BEGIN INFORMATION SHOWN
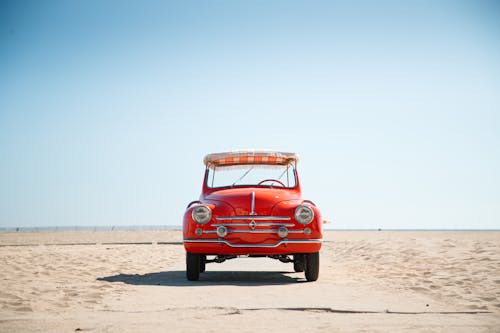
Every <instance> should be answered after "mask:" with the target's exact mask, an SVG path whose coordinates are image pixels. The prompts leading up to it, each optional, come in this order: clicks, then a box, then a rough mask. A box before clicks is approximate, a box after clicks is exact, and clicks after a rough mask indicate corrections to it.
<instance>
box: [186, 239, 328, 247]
mask: <svg viewBox="0 0 500 333" xmlns="http://www.w3.org/2000/svg"><path fill="white" fill-rule="evenodd" d="M321 242H322V241H321V239H283V240H280V241H279V242H277V243H275V244H233V243H230V242H228V241H227V240H225V239H192V238H188V239H184V243H212V244H225V245H227V246H230V247H239V248H247V247H254V248H275V247H278V246H280V245H283V244H317V243H321Z"/></svg>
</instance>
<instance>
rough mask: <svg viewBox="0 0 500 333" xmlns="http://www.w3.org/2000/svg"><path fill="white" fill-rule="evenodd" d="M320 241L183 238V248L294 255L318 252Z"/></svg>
mask: <svg viewBox="0 0 500 333" xmlns="http://www.w3.org/2000/svg"><path fill="white" fill-rule="evenodd" d="M321 244H322V241H321V239H282V240H279V241H278V242H276V243H231V242H229V241H228V240H225V239H220V238H219V239H194V238H185V239H184V247H185V249H186V251H188V252H191V253H203V254H294V253H312V252H318V251H319V250H320V248H321Z"/></svg>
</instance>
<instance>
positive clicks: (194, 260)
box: [186, 252, 201, 281]
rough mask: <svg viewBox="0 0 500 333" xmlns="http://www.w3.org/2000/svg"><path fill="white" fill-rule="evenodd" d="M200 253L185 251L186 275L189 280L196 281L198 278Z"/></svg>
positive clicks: (191, 280)
mask: <svg viewBox="0 0 500 333" xmlns="http://www.w3.org/2000/svg"><path fill="white" fill-rule="evenodd" d="M200 261H201V260H200V255H199V254H196V253H189V252H186V277H187V279H188V280H189V281H198V279H199V278H200V266H201V264H200Z"/></svg>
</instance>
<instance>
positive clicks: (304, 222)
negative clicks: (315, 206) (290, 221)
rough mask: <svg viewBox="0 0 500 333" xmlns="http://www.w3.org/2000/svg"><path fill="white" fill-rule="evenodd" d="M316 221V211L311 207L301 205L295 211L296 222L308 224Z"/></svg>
mask: <svg viewBox="0 0 500 333" xmlns="http://www.w3.org/2000/svg"><path fill="white" fill-rule="evenodd" d="M313 219H314V211H313V210H312V209H311V207H309V206H304V205H300V206H298V207H297V208H296V209H295V220H296V221H297V222H299V223H300V224H308V223H311V221H312V220H313Z"/></svg>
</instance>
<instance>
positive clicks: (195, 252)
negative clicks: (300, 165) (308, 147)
END INFORMATION SHOWN
*TASK DETAILS:* Apart from the pictures, the entries above are to be repeated in full and exactly.

*TASK OUTPUT:*
Every <instance> should be answered after "mask:" with the target's exact mask, an SVG path whose coordinates are image pixels. The prompts leading up to it, each optional, come in this order: clicks, then a box, then a rough mask. A box before clicks is approximate, a box after clicks is exact, and clicks after a rough mask indicate corrections to it.
<instance>
box: [186, 239, 328, 247]
mask: <svg viewBox="0 0 500 333" xmlns="http://www.w3.org/2000/svg"><path fill="white" fill-rule="evenodd" d="M321 242H322V241H321V239H283V240H280V241H279V242H277V243H275V244H233V243H230V242H228V241H227V240H225V239H192V238H188V239H184V243H212V244H225V245H227V246H230V247H239V248H247V247H254V248H275V247H278V246H280V245H283V244H317V243H321Z"/></svg>
</instance>
<instance>
rough mask: <svg viewBox="0 0 500 333" xmlns="http://www.w3.org/2000/svg"><path fill="white" fill-rule="evenodd" d="M320 241L183 238V248L294 255L318 252Z"/></svg>
mask: <svg viewBox="0 0 500 333" xmlns="http://www.w3.org/2000/svg"><path fill="white" fill-rule="evenodd" d="M321 244H322V241H321V239H282V240H279V241H278V242H276V243H231V242H229V241H228V240H225V239H220V238H219V239H194V238H185V239H184V247H185V249H186V251H188V252H191V253H203V254H294V253H312V252H318V251H319V250H320V248H321Z"/></svg>
</instance>
<instance>
positive clicks: (194, 260)
box: [186, 252, 201, 281]
rough mask: <svg viewBox="0 0 500 333" xmlns="http://www.w3.org/2000/svg"><path fill="white" fill-rule="evenodd" d="M200 253L185 251L186 275L189 280L196 281L198 278Z"/></svg>
positive clicks: (191, 280)
mask: <svg viewBox="0 0 500 333" xmlns="http://www.w3.org/2000/svg"><path fill="white" fill-rule="evenodd" d="M200 261H201V260H200V255H199V254H196V253H189V252H186V277H187V279H188V280H189V281H198V279H199V278H200V266H201V264H200Z"/></svg>
</instance>
<instance>
positive clicks: (304, 222)
negative clicks: (315, 206) (290, 221)
rough mask: <svg viewBox="0 0 500 333" xmlns="http://www.w3.org/2000/svg"><path fill="white" fill-rule="evenodd" d="M316 221V211L311 207L301 205L295 211L296 222L308 224Z"/></svg>
mask: <svg viewBox="0 0 500 333" xmlns="http://www.w3.org/2000/svg"><path fill="white" fill-rule="evenodd" d="M313 219H314V211H313V210H312V209H311V207H309V206H304V205H300V206H298V207H297V208H296V209H295V220H296V221H297V222H299V223H300V224H308V223H311V221H312V220H313Z"/></svg>
</instance>
<instance>
positive clicks: (195, 252)
negative clicks: (300, 165) (308, 147)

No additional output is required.